> [Available records]:
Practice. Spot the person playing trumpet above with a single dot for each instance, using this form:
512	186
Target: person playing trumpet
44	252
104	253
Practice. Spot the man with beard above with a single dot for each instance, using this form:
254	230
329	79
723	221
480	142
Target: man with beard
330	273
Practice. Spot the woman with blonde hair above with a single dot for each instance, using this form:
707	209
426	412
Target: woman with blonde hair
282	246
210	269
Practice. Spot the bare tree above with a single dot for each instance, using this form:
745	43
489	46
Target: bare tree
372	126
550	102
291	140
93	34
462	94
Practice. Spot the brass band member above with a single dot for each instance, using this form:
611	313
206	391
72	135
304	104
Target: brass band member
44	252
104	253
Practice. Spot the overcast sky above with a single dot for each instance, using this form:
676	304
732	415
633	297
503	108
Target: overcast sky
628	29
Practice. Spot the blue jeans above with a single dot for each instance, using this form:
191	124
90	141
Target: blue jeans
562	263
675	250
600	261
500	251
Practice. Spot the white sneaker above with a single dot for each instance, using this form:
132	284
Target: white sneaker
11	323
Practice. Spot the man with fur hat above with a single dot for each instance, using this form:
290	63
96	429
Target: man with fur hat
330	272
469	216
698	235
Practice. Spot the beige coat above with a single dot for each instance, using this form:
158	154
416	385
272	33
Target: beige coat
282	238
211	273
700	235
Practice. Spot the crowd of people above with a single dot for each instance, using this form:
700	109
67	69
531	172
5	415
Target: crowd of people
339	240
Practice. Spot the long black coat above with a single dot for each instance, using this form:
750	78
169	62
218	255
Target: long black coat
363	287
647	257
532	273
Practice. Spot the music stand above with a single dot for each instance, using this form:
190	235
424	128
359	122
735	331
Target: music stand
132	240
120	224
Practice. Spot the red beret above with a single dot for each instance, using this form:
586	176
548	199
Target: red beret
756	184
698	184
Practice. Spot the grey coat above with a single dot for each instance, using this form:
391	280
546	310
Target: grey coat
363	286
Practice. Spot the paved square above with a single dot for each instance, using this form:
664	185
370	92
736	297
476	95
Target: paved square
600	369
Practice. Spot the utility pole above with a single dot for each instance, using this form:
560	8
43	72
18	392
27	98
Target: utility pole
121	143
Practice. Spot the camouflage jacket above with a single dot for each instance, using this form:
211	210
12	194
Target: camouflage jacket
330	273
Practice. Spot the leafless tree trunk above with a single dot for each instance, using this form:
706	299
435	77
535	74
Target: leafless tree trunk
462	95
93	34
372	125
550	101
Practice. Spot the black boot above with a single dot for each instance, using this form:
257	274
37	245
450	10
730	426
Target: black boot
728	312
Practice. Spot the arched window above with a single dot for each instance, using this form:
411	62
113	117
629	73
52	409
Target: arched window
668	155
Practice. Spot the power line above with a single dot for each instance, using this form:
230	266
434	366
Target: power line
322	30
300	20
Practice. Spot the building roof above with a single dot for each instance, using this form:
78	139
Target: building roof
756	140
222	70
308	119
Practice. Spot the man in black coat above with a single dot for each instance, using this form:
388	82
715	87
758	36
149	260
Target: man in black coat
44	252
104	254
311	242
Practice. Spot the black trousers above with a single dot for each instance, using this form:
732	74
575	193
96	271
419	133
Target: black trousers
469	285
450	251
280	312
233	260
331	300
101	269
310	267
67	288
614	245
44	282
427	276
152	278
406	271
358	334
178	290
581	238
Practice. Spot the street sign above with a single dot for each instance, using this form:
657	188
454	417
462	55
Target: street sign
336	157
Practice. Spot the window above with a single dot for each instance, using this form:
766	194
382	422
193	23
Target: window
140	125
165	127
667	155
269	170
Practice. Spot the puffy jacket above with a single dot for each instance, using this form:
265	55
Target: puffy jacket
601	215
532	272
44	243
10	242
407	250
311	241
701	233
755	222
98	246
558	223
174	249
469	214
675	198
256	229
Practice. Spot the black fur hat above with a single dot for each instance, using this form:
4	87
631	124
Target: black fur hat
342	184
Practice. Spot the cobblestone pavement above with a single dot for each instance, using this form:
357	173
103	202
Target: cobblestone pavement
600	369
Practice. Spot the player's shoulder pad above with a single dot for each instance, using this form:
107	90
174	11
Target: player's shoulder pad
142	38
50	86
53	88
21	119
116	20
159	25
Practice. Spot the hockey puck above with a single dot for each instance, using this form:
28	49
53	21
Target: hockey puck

* * *

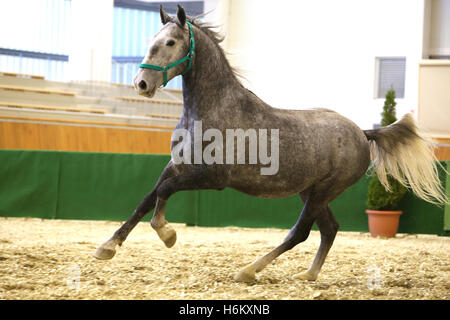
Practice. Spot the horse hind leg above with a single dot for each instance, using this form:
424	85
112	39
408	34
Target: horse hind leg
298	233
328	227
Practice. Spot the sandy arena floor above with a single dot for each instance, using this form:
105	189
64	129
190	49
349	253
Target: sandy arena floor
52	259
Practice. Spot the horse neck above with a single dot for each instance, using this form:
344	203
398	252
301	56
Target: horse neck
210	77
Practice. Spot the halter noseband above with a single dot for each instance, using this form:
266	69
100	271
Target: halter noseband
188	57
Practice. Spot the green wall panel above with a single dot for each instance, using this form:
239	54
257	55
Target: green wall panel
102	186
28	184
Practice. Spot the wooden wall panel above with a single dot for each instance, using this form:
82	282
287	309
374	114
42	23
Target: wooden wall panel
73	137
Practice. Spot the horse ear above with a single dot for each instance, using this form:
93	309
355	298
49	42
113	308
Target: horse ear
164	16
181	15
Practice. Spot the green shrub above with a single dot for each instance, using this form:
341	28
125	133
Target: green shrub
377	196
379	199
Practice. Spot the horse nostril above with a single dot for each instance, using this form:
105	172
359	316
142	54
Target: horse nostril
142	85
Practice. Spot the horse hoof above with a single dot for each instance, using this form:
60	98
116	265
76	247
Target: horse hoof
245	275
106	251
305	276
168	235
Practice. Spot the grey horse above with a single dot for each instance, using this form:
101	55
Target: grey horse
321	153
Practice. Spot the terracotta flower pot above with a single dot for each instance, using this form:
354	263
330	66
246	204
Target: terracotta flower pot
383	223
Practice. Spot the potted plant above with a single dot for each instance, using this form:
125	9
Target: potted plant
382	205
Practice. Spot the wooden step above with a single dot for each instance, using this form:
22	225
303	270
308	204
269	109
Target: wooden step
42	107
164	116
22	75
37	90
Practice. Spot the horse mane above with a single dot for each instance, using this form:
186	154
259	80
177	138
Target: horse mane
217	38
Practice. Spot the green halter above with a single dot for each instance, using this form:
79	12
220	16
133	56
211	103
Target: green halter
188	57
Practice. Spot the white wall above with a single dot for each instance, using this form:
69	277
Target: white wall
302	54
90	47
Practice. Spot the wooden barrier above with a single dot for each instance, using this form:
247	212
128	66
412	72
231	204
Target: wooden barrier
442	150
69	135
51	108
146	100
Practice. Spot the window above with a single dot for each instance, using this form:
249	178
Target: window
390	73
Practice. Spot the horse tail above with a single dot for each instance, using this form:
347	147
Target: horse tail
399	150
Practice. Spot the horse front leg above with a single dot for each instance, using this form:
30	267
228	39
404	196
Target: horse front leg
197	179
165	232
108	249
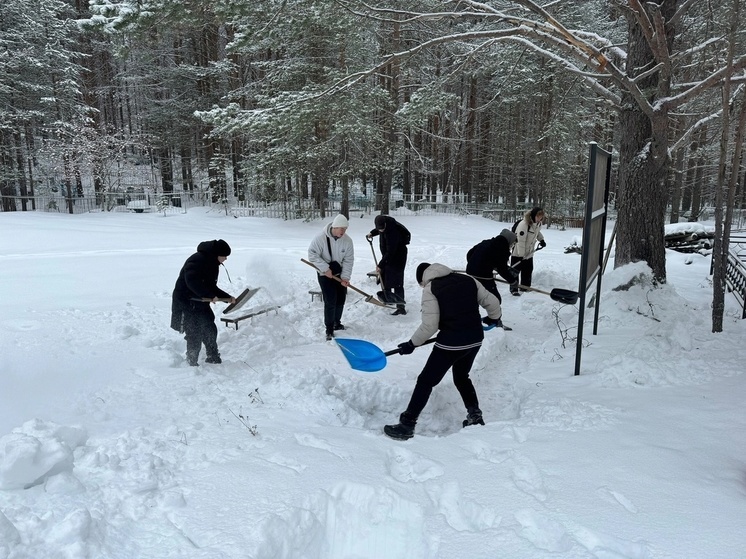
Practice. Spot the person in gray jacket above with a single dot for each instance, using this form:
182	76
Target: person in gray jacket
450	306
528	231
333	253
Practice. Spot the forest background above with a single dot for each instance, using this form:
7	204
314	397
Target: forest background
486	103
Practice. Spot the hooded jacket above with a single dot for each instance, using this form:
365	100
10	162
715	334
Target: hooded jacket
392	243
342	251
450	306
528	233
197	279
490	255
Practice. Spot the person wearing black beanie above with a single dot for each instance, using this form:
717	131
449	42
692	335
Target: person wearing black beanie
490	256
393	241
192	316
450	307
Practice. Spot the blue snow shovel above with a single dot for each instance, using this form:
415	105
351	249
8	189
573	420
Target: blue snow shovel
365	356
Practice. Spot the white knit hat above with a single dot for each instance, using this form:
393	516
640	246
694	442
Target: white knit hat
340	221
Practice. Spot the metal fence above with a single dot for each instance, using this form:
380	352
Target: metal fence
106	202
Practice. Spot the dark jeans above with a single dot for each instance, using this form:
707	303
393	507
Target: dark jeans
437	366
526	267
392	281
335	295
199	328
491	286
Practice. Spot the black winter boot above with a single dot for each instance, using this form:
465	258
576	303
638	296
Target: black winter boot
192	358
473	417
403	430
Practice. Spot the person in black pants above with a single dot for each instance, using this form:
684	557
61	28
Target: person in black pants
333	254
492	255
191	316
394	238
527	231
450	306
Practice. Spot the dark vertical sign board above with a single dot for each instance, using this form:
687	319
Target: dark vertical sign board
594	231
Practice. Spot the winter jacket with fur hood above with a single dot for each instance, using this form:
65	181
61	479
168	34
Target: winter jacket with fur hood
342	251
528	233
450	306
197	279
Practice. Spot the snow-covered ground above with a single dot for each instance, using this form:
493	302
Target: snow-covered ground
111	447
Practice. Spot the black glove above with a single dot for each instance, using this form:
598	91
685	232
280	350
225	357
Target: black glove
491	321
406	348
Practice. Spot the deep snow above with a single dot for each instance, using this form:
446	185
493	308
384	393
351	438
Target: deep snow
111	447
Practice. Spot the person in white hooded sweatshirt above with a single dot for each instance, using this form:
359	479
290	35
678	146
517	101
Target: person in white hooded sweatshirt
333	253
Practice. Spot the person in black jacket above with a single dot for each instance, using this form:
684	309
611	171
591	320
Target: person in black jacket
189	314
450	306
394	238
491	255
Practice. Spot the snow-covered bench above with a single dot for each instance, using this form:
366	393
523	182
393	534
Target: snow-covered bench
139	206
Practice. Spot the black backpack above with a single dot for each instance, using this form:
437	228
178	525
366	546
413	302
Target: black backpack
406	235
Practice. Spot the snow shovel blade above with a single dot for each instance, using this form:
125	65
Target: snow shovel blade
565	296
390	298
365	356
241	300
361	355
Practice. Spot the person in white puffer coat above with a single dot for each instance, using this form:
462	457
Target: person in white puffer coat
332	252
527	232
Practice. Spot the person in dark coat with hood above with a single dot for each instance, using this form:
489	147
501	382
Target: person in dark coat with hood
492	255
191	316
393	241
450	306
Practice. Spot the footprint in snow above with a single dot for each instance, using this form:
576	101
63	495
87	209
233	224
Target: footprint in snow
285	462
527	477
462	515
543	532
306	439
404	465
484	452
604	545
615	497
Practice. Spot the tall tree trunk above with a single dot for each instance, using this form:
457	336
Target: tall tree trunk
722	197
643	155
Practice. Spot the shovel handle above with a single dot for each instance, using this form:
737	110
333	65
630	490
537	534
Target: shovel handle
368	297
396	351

> [Set problem]:
Rewrite the records from the line with "Practice. Spot the hockey" to the line with "Target: hockey puck", putting "rubber puck" in place of "hockey puck" and keeping everything else the same.

> [Answer in full]:
Practice. Spot the rubber puck above with a single dot for each instance, using this form:
28	49
53	21
Target: rubber puck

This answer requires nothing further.